= TASK INSTRUCTIONS =
A) According to the forum post about the DESeq2 analysis, how many of the 26 samples are tumors?
B) Name every column of design.file that appears as a variable in any of the design formulas in the DESeq2 forum post.
C) Write the next part of the DESeq2 forum post, starting after its final sentence.

= SELECTED TEXT =
____________

Hi,
I have 26 samples from 12 patients sequenced in two batches. 6 of these are "normal" samples while the other 20 are tumors.
What I have done before is simply compare the tumors against the normals, and include the batch variable as follows:
design.file$batch <- as.factor(design.file$batch)
dds <- DESeqDataSetFromMatrix(countData = read_counts, colData = design.file, design = ~ batch + TvNL)
dds <- DESeq(dds, parallel=TRUE)
res <- results(dds, contrast=c("TvNL", "dx1", "dx0"))
However, now I would like to perform this analysis but take in to account the patient variable. I have tried this but the results do not make sense:
design.file$patient <- as.factor(design.file$patient)
dds <- DESeqDataSetFromMatrix(countData = read_counts, colData = design.file, design = ~ batch + patient + TvNL)
I have read the vignettes but am confused about whether I need to use an interaction term. Is this the formula I am looking for?:
design = ~ batch + patient + TvNL + patient:TvNL
Thanks and I am happy to clarify and or provide any additional information.

____________

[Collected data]
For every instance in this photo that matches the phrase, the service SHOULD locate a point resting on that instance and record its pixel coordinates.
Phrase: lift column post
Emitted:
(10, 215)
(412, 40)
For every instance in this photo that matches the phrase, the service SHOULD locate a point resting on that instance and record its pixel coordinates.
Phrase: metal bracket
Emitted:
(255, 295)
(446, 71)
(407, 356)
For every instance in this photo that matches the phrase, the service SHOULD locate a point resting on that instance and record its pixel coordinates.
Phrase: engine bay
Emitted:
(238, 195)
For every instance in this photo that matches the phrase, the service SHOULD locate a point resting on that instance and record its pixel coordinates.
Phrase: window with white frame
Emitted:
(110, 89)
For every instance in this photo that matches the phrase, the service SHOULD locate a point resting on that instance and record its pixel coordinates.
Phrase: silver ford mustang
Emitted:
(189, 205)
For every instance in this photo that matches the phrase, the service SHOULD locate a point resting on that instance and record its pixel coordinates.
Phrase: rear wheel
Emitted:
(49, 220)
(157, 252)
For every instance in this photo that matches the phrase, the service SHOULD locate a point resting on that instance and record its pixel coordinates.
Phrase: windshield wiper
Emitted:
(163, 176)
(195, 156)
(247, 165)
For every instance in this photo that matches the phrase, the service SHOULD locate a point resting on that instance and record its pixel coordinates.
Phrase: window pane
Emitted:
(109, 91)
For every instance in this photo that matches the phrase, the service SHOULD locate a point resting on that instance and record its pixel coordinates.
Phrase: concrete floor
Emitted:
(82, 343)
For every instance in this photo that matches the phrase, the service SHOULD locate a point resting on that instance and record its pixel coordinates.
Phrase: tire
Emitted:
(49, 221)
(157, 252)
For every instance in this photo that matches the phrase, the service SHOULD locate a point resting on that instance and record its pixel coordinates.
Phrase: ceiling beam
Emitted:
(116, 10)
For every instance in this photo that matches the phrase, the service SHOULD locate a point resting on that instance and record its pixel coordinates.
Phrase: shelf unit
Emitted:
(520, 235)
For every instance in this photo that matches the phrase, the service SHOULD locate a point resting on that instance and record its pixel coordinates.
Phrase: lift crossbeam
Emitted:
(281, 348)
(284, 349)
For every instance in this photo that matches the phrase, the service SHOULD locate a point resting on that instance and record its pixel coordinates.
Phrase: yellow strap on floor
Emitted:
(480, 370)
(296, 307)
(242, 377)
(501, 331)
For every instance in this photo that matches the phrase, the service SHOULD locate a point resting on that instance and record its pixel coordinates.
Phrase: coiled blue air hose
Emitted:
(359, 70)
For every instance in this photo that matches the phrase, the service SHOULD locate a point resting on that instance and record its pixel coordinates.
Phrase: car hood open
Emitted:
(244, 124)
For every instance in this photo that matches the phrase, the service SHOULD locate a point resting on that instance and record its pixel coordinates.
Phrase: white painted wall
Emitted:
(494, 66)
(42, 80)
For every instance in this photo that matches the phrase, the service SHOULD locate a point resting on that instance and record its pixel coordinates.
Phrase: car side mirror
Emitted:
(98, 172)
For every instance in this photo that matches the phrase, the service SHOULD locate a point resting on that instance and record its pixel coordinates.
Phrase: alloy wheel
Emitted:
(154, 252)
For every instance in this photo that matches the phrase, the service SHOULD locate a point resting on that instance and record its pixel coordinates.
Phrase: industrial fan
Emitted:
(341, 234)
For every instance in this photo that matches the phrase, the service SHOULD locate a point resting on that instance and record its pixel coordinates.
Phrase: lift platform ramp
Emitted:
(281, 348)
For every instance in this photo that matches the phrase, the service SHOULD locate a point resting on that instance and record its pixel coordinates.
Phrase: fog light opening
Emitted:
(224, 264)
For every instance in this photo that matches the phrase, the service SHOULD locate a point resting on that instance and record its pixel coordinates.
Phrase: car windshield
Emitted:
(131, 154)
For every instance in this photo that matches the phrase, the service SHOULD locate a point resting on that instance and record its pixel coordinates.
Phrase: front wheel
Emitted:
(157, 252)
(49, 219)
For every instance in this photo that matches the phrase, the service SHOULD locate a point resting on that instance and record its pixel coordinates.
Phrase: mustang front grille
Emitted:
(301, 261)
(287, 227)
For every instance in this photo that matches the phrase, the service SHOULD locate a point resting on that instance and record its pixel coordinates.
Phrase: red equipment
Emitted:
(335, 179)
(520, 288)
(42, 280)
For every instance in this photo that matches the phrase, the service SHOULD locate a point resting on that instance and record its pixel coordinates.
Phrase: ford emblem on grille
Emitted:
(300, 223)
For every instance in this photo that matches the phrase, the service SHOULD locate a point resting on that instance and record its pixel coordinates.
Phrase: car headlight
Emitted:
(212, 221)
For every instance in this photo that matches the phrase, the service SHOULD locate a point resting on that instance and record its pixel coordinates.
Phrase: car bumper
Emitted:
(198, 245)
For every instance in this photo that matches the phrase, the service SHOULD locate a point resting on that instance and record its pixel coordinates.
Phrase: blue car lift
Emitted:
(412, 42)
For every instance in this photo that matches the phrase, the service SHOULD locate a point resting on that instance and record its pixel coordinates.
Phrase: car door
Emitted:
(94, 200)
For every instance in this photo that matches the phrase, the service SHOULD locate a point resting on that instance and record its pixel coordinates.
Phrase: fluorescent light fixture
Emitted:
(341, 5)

____________

= ACTIVITY ANSWERS =
A) 20

B) batch, patient, TvNL

C)
Sujay
There are between 1 and 4 Tumor samples per patient, and sometimes (but not always) a Normal sample.
For this kind of mixed design, where some patients have additional tumor samples, and others not, and some paired with normal and others not, I'd recommend limma-voom with duplicateCorrelation(), because this is a more flexible approach than adding fixed effects to a GLM. It's not always possible to control for various correlations with fixed effects, while duplicateCorrelation() allows for specification of correlations among samples.
Take a look at the limma User Guide and perhaps post a new question tagging limma if you have further questions.